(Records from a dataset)
════════════════════
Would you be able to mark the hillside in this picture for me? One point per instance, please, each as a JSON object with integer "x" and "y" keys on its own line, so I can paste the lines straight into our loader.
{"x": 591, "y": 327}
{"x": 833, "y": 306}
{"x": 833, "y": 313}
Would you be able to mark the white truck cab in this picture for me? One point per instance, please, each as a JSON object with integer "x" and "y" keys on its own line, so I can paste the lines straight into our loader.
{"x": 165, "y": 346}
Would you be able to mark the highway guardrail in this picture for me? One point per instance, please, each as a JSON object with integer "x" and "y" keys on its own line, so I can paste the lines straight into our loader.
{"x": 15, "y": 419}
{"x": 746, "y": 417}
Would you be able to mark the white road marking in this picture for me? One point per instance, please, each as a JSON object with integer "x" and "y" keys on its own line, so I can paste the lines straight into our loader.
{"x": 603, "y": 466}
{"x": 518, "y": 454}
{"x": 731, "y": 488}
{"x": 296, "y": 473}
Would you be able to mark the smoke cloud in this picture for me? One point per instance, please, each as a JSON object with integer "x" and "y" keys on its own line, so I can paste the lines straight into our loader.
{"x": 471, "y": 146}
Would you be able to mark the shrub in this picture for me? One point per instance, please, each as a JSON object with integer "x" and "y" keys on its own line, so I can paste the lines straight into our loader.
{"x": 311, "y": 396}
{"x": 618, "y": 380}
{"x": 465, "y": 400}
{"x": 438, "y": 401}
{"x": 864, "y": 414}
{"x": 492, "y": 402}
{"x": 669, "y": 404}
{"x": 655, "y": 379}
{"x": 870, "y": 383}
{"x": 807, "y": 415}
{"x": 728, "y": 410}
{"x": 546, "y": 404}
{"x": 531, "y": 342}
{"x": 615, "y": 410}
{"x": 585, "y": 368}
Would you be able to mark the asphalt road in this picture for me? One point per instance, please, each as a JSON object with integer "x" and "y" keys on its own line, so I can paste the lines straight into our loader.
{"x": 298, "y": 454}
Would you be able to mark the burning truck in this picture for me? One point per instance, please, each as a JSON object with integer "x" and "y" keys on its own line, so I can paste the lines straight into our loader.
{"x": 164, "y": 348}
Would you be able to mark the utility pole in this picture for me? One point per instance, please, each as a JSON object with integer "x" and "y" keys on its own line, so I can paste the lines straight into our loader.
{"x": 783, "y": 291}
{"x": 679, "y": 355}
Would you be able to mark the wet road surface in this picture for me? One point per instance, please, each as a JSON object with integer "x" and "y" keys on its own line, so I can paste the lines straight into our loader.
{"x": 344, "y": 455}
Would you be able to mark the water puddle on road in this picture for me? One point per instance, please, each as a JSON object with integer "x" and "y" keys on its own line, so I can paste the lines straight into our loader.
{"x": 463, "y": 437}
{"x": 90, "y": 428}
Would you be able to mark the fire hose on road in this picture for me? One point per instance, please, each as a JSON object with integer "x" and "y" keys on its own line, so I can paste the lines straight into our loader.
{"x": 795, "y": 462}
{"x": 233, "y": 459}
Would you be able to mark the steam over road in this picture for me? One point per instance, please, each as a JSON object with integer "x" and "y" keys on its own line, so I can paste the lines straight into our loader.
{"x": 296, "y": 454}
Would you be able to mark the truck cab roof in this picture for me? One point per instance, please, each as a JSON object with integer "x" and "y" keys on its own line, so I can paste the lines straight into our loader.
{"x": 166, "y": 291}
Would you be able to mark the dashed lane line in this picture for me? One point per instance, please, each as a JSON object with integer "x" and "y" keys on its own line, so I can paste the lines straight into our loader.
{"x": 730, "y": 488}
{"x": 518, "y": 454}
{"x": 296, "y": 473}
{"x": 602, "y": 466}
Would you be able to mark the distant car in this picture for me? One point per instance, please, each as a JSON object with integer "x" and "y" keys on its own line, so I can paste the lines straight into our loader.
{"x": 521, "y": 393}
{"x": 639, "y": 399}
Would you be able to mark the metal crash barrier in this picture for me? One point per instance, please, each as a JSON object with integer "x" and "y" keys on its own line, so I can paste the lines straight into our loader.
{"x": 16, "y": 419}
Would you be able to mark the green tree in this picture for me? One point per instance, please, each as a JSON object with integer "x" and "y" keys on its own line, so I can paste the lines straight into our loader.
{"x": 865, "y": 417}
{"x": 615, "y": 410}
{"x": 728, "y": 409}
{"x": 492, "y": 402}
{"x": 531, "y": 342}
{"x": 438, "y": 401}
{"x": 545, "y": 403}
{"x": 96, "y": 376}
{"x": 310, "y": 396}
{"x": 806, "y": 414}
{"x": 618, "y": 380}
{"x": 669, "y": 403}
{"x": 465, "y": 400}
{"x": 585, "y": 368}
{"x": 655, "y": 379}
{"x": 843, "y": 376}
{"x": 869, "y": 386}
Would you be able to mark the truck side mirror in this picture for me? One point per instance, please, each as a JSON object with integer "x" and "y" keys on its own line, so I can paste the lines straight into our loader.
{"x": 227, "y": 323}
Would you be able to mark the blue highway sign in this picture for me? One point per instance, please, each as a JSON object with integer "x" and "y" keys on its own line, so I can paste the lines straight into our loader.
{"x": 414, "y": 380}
════════════════════
→ TASK GOAL:
Using the listing above, retype each line exactly.

→ EXERCISE RESPONSE:
Would you be able to mark the hillside in this picture for me? One point per instance, please, each as a JSON object with integer "x" and "y" keys on its own line, so I can paste the lines straight into our loader.
{"x": 591, "y": 327}
{"x": 833, "y": 306}
{"x": 833, "y": 313}
Would you be able to mark the white truck cab in this picture for me? One point per instance, please, each as a JSON object with integer "x" and "y" keys on its own line, so I can paste the lines straight into our loader.
{"x": 165, "y": 346}
Would you be able to mark the highway guardrail in this picture for me? One point per instance, please, each as a JSON object with integer "x" and "y" keys on its own line, so I can paste the lines straight into our loader.
{"x": 15, "y": 419}
{"x": 746, "y": 417}
Would you be able to mark the white road marking in this picture for me? One point per instance, please, each as a JSON object with integer "x" and "y" keys on its own line, so I can paste the lines straight into our loader.
{"x": 603, "y": 466}
{"x": 518, "y": 454}
{"x": 731, "y": 488}
{"x": 296, "y": 473}
Would you be able to mark the smoke cloud in this picture for me? One point per instance, please, each as a JSON object with integer "x" and "y" keys on its own line, so I can paste the lines straight into our loader.
{"x": 471, "y": 146}
Would you be able to mark the shrub in this picture for me? One point per instance, please, each as a JSON object with integer "x" and "y" keys on its own line, so I can paste the lines straight into our loader.
{"x": 311, "y": 396}
{"x": 618, "y": 380}
{"x": 465, "y": 400}
{"x": 438, "y": 401}
{"x": 864, "y": 414}
{"x": 492, "y": 402}
{"x": 669, "y": 404}
{"x": 655, "y": 379}
{"x": 870, "y": 383}
{"x": 807, "y": 415}
{"x": 728, "y": 410}
{"x": 546, "y": 404}
{"x": 531, "y": 342}
{"x": 615, "y": 410}
{"x": 585, "y": 368}
Would you be able to mark the asphalt road in this picture for me? One point per instance, please, each as a JSON object with integer "x" and "y" keys on its own line, so I can paste the lines straight into our loader.
{"x": 298, "y": 454}
Would you be able to mark the burning truck in this picture for me? One point per instance, please, each as a JSON object with integer "x" and "y" keys on its own line, so I can paste the lines straight into our loader.
{"x": 164, "y": 348}
Would you be able to mark the utility pole in this picture for me? One point per instance, please, each as a JSON object with integer "x" and "y" keys on its own line, so I can paste the lines straight into our loader.
{"x": 783, "y": 291}
{"x": 679, "y": 355}
Would you be able to mark the wet road surface in this picture for me? One point per instance, please, each as a JSON object with integer "x" and "y" keys on its own line, so I can paste the lines straight into our loader.
{"x": 344, "y": 455}
Would you be able to mark the water puddle on road in this picture for me? One point per instance, please, each as a JSON object with integer "x" and "y" keys on its own line, so I can paste the lines straight into our loader.
{"x": 463, "y": 437}
{"x": 90, "y": 428}
Would you be able to mark the fire hose on road in this picture for me? One point per instance, please, each as a JSON object with integer "x" and "y" keys on its own line, so I can paste the lines straight into our loader.
{"x": 795, "y": 462}
{"x": 233, "y": 459}
Would you be able to mark the steam over road in this picture for me? One point per instance, please, each as a JSON object with integer "x" and "y" keys on its own line, so I can paste the lines straight into our loader.
{"x": 296, "y": 454}
Would you be able to mark the truck cab roof in this picture for me? One point per instance, please, each as a JSON object with integer "x" and "y" keys on its own line, so I can paste the lines straight into our loader.
{"x": 166, "y": 291}
Would you be able to mark the dashed lane line in this picture for me? One point per instance, please, each as a JSON object with integer "x" and "y" keys on its own line, so I can paste the lines straight into our loader.
{"x": 730, "y": 488}
{"x": 518, "y": 454}
{"x": 296, "y": 473}
{"x": 602, "y": 466}
Would you be able to mark the distant car in this picture for me? One point per instance, please, each as a JSON object with integer "x" and "y" keys on its own line, so I can paste the lines straight into our loader.
{"x": 521, "y": 393}
{"x": 639, "y": 399}
Would you be able to mark the metal crash barrier in this picture for me? One point per instance, please, each as a JSON object with integer "x" and "y" keys on its own line, so I can paste the lines straight into our loader.
{"x": 16, "y": 419}
Would you be able to mark the green tree in this picture for me? One point per instance, please, each as a JSON object with integer "x" and "y" keys on its own line, so I can paste the lines straight into our loader.
{"x": 865, "y": 417}
{"x": 615, "y": 410}
{"x": 728, "y": 409}
{"x": 492, "y": 402}
{"x": 531, "y": 342}
{"x": 438, "y": 401}
{"x": 545, "y": 403}
{"x": 96, "y": 376}
{"x": 310, "y": 396}
{"x": 806, "y": 414}
{"x": 618, "y": 380}
{"x": 669, "y": 403}
{"x": 465, "y": 400}
{"x": 585, "y": 368}
{"x": 655, "y": 379}
{"x": 843, "y": 376}
{"x": 869, "y": 386}
Would you be able to mark the truck side mirror in this picture for me? One point per instance, please, each as a JSON object with integer "x" and "y" keys on its own line, so I can paste the lines straight into our loader.
{"x": 227, "y": 323}
Would you be able to mark the blue highway sign in this picture for me? One point per instance, please, each as a JSON object with integer "x" and "y" keys on its own line, so I can paste the lines straight into our loader.
{"x": 414, "y": 380}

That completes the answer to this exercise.